Find each line in the data below that contains the string "poppy" and copy those lines.

|---|

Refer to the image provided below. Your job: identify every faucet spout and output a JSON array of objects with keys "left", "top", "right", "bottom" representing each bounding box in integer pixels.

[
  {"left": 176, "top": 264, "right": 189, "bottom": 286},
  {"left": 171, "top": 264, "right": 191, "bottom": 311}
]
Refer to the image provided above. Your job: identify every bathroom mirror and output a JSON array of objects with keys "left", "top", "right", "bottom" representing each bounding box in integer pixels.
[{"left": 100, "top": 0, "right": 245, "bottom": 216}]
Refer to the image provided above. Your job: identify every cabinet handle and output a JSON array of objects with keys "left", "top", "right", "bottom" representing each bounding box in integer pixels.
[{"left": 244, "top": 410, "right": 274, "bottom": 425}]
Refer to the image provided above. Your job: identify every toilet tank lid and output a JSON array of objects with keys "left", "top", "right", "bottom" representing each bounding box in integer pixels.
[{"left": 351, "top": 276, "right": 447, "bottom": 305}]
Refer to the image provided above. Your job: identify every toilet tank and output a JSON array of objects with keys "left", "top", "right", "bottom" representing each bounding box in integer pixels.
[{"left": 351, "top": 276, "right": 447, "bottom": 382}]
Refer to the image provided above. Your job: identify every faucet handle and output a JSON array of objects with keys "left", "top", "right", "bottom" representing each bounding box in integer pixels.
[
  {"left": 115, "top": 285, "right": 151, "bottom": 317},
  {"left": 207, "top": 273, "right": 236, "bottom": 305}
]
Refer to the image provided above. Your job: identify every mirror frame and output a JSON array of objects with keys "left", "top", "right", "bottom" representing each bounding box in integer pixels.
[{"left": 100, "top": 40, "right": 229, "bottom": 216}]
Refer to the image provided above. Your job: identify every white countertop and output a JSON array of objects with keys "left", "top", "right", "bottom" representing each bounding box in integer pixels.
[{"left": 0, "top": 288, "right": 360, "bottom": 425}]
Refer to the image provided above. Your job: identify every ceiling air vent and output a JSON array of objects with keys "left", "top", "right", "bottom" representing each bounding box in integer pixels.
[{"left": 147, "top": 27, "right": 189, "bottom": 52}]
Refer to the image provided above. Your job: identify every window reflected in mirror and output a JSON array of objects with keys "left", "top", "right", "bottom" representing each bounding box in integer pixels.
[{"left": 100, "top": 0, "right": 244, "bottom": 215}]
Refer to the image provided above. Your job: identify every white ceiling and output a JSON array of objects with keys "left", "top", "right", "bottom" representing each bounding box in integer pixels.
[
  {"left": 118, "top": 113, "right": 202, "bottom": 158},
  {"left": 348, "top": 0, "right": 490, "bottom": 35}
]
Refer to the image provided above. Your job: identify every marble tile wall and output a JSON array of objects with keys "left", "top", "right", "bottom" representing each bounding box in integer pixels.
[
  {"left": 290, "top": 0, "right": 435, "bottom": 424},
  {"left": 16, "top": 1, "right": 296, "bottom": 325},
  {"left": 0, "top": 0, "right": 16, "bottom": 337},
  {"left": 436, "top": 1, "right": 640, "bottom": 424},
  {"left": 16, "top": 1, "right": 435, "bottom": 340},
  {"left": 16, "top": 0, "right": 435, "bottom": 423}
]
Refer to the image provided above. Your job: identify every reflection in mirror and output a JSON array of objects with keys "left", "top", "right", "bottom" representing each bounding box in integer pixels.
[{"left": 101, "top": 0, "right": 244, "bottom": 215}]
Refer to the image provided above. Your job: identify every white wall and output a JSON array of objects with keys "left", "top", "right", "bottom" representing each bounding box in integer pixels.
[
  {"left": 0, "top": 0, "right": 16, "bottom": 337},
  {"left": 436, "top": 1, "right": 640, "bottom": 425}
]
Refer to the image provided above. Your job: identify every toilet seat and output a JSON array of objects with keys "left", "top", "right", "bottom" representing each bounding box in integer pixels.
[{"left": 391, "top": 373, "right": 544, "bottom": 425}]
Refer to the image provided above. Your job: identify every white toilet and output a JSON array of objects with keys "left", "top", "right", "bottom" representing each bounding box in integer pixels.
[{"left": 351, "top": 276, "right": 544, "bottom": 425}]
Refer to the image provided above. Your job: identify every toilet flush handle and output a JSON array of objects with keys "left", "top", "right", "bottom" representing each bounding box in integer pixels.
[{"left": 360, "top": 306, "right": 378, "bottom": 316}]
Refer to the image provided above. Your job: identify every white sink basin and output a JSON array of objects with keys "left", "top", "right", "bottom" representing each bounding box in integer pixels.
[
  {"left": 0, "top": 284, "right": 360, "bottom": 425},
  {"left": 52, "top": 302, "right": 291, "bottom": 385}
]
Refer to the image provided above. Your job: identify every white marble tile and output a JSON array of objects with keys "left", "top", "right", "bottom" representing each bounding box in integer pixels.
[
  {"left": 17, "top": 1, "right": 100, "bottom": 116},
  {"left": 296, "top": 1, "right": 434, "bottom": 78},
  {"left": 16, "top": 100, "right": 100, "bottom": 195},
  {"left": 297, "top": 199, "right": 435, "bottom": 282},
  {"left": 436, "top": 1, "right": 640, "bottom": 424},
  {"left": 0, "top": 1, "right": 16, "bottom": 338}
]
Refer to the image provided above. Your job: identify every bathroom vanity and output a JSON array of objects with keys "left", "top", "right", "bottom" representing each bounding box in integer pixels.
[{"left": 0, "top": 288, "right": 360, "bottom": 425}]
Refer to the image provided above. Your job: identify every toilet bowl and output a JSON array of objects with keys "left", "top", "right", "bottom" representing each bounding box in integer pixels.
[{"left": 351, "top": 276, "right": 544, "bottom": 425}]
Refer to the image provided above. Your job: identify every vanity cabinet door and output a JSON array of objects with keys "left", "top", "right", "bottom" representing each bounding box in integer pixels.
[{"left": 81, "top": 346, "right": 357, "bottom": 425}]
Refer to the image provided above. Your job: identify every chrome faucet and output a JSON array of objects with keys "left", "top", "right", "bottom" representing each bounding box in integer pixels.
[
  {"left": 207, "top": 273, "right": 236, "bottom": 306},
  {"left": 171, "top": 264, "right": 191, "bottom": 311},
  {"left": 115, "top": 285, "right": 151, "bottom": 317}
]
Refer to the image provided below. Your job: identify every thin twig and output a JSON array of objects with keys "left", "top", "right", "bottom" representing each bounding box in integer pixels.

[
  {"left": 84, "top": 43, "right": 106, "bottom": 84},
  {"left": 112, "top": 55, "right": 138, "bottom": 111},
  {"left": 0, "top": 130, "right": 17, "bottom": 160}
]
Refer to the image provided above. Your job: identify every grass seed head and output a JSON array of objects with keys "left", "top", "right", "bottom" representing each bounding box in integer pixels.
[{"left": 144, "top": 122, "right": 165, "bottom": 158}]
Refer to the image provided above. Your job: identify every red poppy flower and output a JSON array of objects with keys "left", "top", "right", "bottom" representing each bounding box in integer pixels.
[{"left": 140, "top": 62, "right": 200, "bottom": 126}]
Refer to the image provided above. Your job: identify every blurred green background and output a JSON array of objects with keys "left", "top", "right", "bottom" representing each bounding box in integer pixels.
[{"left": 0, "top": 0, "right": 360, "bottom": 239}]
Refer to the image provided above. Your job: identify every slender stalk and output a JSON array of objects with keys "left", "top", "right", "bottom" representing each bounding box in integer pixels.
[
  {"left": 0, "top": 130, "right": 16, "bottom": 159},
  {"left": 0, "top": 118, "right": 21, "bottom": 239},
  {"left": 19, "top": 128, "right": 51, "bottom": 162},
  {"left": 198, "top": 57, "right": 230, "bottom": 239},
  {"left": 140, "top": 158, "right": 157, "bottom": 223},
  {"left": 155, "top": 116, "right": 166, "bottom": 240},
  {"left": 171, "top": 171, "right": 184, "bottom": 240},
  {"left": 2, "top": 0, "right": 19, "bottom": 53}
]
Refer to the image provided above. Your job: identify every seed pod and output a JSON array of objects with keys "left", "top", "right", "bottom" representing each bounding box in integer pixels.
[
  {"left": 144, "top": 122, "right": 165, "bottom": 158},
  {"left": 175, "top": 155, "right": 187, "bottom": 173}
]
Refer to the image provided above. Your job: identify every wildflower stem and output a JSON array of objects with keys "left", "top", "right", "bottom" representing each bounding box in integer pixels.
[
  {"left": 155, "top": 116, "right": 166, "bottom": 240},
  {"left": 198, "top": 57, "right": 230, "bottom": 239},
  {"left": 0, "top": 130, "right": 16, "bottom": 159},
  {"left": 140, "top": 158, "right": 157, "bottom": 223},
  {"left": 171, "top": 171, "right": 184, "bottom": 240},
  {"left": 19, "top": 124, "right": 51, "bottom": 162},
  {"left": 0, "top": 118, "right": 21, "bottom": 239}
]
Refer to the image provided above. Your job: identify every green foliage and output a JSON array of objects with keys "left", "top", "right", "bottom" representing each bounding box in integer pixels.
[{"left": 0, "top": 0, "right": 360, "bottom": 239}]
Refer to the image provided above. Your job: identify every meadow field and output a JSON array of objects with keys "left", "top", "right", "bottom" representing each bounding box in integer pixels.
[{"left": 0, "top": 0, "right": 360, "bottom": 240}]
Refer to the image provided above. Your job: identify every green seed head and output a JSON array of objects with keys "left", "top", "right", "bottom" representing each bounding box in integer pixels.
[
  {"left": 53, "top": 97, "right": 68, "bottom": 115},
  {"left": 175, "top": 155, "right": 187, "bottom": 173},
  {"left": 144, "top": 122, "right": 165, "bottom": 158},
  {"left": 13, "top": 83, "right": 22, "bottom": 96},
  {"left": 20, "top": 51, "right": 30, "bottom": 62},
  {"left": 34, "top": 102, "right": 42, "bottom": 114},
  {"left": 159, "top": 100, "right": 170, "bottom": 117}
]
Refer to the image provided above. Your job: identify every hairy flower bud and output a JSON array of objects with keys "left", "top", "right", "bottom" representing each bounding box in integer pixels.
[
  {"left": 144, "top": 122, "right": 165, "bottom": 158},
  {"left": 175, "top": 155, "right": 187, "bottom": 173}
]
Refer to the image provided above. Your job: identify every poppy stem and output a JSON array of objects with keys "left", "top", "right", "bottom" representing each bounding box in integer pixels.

|---|

__Answer to this task__.
Refer to the image provided above. Your job: identify every red poppy flower and output a JSON array of objects with keys "left", "top", "right", "bottom" representing each bounding box in integer pixels.
Refer to the image provided above. Your job: identify every poppy stem and output a JSON array of objects with keys "left", "top", "right", "bottom" representing each bounding box in integer pixels.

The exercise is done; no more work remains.